§ Task:
Rewrite the lines from the one with "An <instance> block" to the one with "box: [1783, 792, 2340, 1284]", changing "rough mask" to "coarse mask" and leaving everything else the same. Return only those lines.

§ The input:
──────────

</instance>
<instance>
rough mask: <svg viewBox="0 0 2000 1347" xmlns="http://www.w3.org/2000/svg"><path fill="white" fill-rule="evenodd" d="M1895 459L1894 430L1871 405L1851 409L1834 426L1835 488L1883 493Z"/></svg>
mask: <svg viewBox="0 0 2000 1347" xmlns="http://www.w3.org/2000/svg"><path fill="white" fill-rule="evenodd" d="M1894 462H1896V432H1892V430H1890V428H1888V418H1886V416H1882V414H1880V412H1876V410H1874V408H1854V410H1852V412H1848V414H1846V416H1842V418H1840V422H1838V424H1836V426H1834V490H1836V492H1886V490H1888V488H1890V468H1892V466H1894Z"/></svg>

──────────

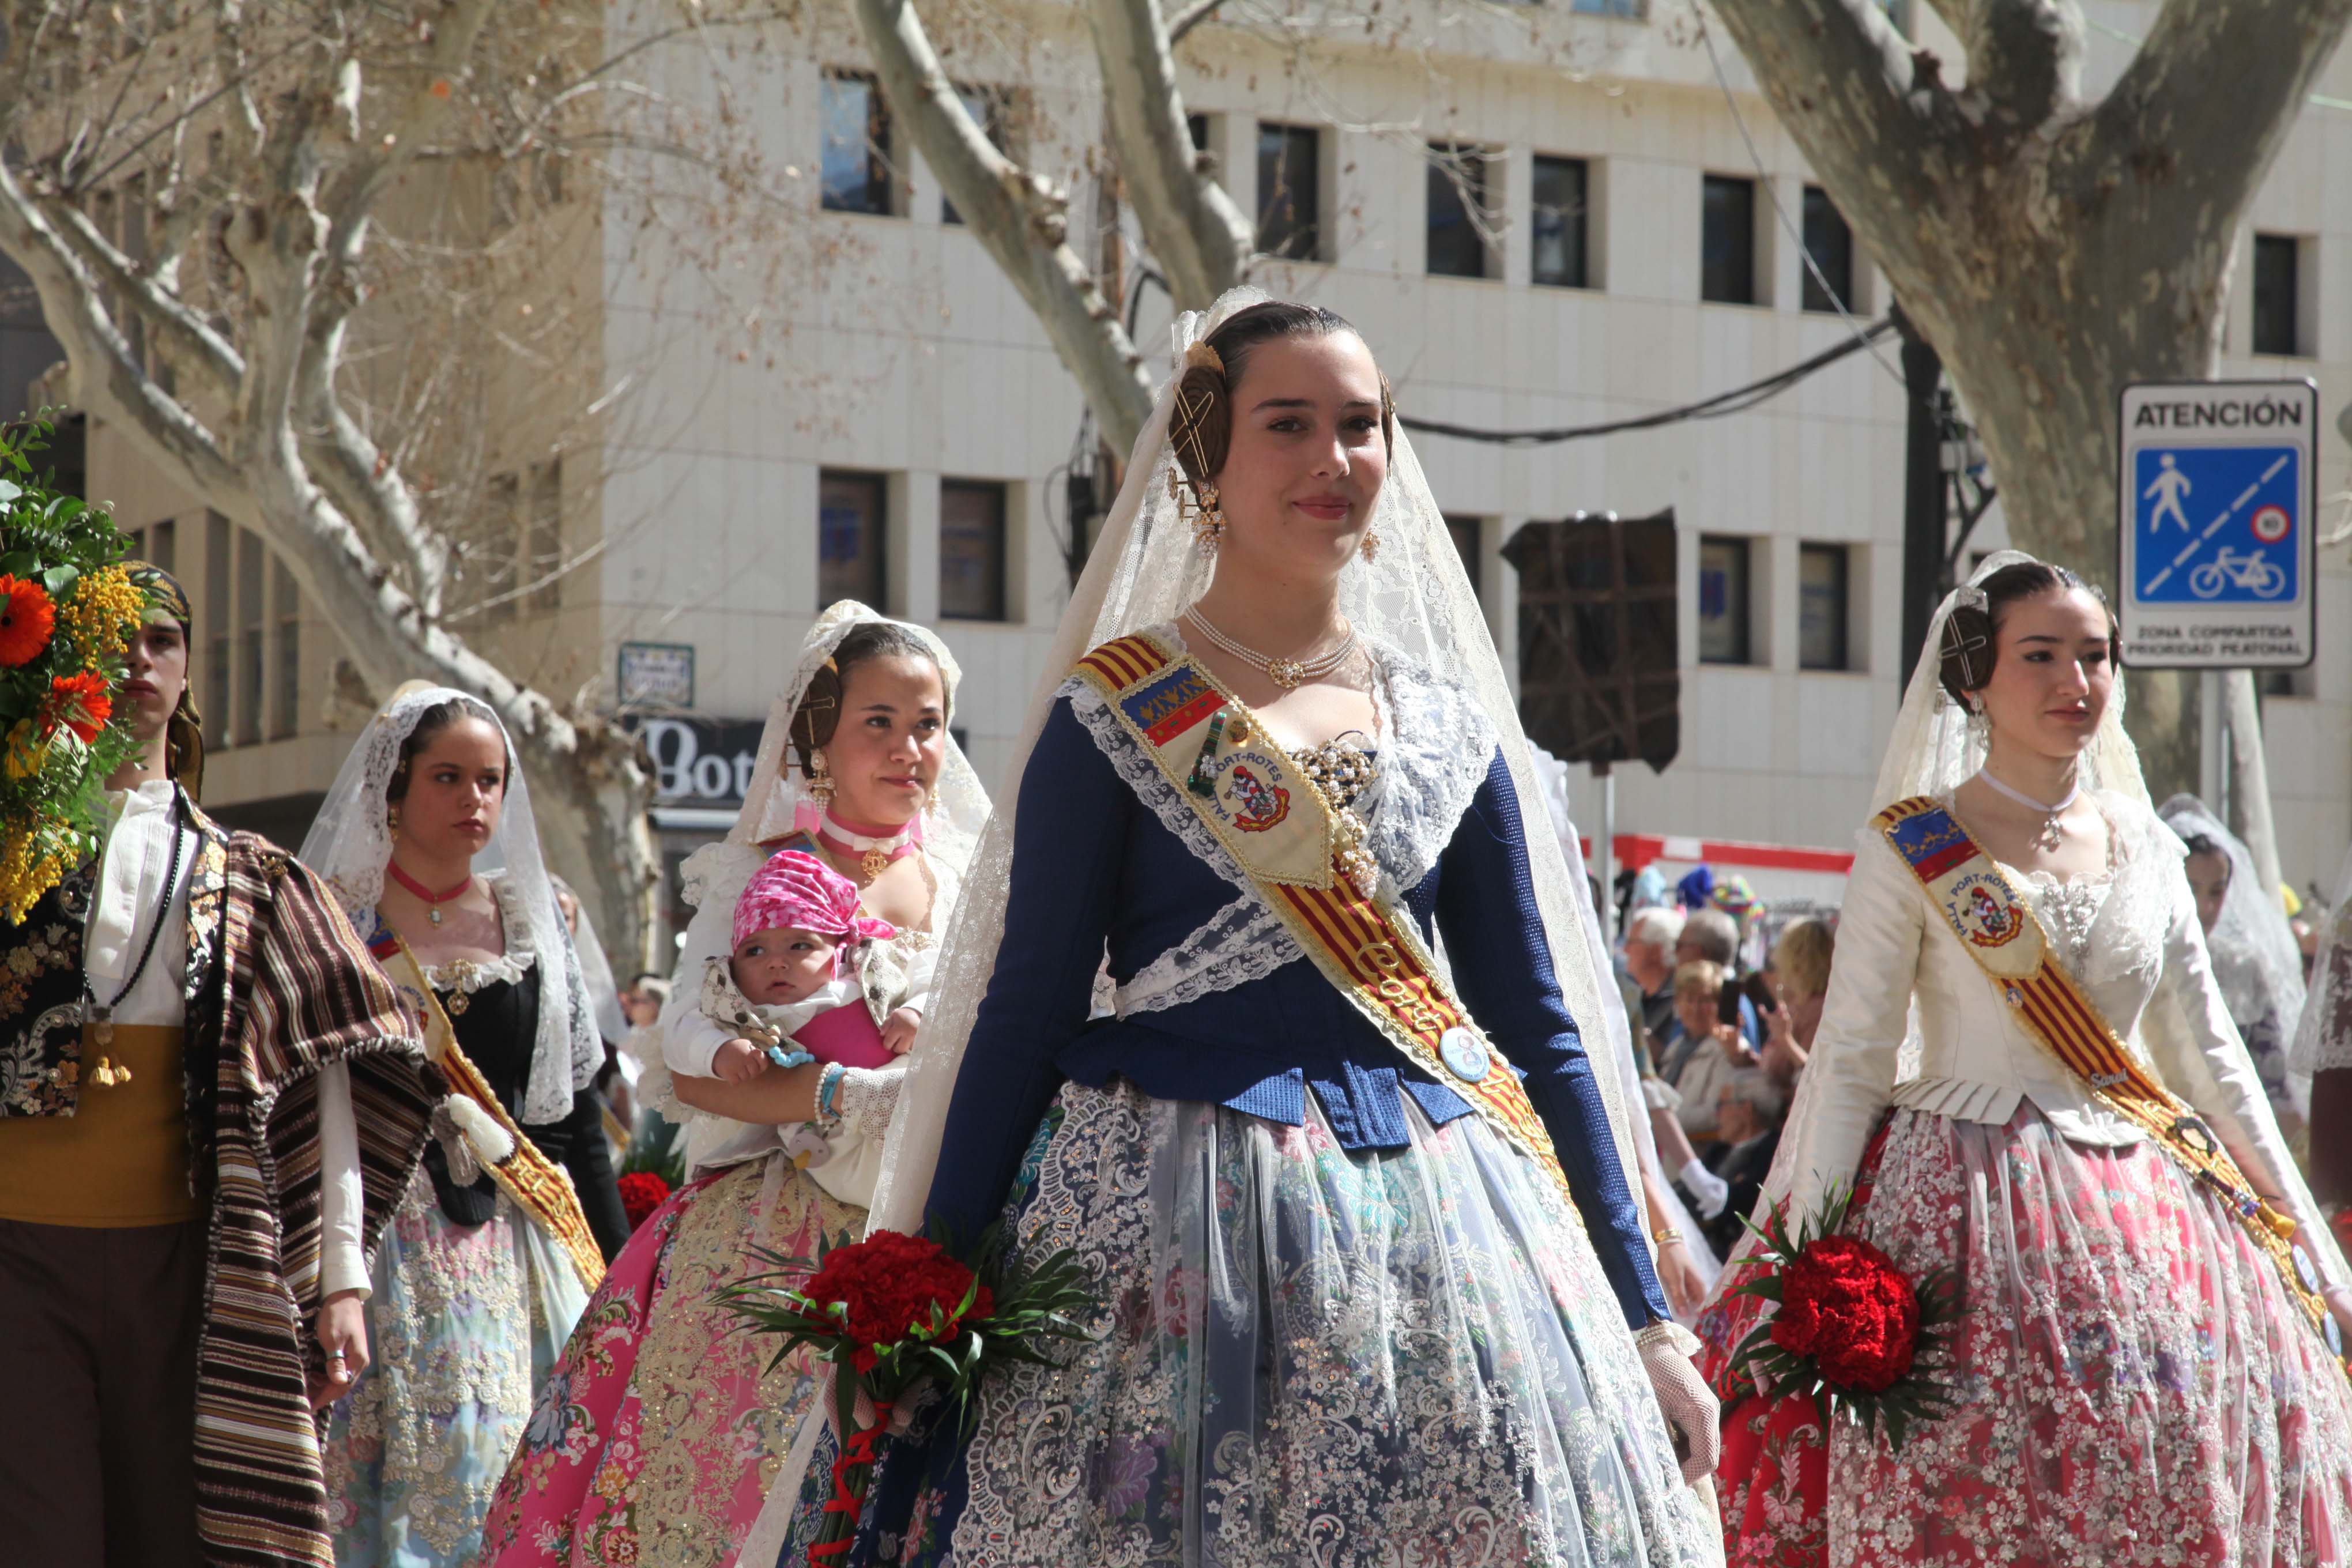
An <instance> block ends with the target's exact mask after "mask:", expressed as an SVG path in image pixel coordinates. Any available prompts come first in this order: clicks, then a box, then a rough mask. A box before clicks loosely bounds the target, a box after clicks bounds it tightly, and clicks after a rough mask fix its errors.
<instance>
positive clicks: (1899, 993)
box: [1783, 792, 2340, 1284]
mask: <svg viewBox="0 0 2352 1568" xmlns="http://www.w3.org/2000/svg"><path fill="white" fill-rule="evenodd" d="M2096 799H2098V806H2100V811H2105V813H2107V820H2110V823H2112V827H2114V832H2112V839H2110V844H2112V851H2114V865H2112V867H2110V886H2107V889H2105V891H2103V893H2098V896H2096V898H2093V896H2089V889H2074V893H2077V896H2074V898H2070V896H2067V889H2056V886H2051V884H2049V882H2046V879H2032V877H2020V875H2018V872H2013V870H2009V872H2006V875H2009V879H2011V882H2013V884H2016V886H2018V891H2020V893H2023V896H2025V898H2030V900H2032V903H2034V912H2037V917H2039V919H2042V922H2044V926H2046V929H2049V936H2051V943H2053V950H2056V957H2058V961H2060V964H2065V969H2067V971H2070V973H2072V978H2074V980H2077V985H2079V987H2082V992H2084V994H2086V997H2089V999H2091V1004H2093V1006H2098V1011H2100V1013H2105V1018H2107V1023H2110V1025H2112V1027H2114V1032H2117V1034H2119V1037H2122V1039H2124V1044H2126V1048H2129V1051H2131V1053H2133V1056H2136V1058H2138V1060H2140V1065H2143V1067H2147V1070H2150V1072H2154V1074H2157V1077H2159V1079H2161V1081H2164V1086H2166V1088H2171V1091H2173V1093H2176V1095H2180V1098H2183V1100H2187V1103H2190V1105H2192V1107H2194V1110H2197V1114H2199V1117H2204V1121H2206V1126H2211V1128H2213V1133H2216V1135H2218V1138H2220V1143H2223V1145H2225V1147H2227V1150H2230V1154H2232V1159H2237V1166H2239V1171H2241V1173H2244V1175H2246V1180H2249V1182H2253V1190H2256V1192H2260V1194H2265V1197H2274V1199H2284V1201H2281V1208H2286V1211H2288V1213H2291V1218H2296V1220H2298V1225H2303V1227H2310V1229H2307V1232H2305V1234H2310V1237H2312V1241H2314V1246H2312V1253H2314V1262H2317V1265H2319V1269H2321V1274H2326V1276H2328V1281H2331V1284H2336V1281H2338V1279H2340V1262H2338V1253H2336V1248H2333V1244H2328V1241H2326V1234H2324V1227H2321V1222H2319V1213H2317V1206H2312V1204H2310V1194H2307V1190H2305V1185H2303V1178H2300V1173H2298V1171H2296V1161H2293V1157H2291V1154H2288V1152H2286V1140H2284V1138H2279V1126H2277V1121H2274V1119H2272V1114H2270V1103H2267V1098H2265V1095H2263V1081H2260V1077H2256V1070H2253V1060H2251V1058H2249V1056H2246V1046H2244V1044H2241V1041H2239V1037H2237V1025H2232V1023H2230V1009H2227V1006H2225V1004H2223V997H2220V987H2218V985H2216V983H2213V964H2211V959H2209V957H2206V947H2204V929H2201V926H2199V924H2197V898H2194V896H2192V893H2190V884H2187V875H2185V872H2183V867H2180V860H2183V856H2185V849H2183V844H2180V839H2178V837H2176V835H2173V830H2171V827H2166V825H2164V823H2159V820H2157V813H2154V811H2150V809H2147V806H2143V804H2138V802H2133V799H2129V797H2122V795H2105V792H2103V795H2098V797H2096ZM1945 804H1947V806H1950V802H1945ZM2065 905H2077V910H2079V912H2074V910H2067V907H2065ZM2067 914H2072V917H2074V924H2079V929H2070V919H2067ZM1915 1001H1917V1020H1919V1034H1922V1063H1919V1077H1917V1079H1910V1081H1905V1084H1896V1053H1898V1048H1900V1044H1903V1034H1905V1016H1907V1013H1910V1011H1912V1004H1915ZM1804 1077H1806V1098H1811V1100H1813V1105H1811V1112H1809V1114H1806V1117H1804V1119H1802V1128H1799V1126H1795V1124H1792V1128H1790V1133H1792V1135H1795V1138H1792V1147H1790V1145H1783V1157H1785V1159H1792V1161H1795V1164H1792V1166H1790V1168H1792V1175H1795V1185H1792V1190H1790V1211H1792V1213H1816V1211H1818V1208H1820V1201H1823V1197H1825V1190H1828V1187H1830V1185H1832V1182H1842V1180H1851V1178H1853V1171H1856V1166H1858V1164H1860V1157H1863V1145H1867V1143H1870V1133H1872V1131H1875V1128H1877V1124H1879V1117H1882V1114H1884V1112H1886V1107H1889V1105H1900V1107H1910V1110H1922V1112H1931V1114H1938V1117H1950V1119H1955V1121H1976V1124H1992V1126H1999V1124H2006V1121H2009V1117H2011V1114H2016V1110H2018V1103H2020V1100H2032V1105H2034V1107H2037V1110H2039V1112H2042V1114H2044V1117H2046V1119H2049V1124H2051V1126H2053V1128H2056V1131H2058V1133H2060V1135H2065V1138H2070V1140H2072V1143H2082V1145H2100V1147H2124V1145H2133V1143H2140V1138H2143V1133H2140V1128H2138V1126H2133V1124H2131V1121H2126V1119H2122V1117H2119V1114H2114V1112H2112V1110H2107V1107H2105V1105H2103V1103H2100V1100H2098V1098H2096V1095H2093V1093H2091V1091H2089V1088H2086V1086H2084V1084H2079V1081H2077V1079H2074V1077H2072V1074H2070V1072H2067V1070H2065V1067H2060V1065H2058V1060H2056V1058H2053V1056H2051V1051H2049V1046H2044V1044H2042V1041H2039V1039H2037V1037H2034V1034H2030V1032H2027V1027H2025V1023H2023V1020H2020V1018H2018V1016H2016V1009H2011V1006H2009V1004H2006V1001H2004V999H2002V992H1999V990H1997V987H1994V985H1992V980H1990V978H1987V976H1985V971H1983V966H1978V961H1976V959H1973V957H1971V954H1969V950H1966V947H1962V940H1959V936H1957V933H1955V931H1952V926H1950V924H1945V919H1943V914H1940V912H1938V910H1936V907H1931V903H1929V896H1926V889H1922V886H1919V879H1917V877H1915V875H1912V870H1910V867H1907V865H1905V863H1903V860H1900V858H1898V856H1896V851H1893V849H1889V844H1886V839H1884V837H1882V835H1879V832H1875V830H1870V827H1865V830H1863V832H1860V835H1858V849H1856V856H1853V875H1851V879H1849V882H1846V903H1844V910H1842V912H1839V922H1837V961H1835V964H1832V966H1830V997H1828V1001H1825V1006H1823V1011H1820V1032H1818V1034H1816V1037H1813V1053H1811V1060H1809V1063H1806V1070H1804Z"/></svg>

──────────

§ Solution to the problem:
An <instance> block ends with the target's exact mask after "mask:", expressed as an SVG path in image pixel coordinates. Any available prompts come first in this order: clicks, then a box, then a coarse mask. A box before clicks loosely bounds the target, a box after clicks bounds it tightly, and clicks after a coarse mask fix its errors.
<instance>
positive clicks: (1899, 993)
box: [1783, 792, 2340, 1284]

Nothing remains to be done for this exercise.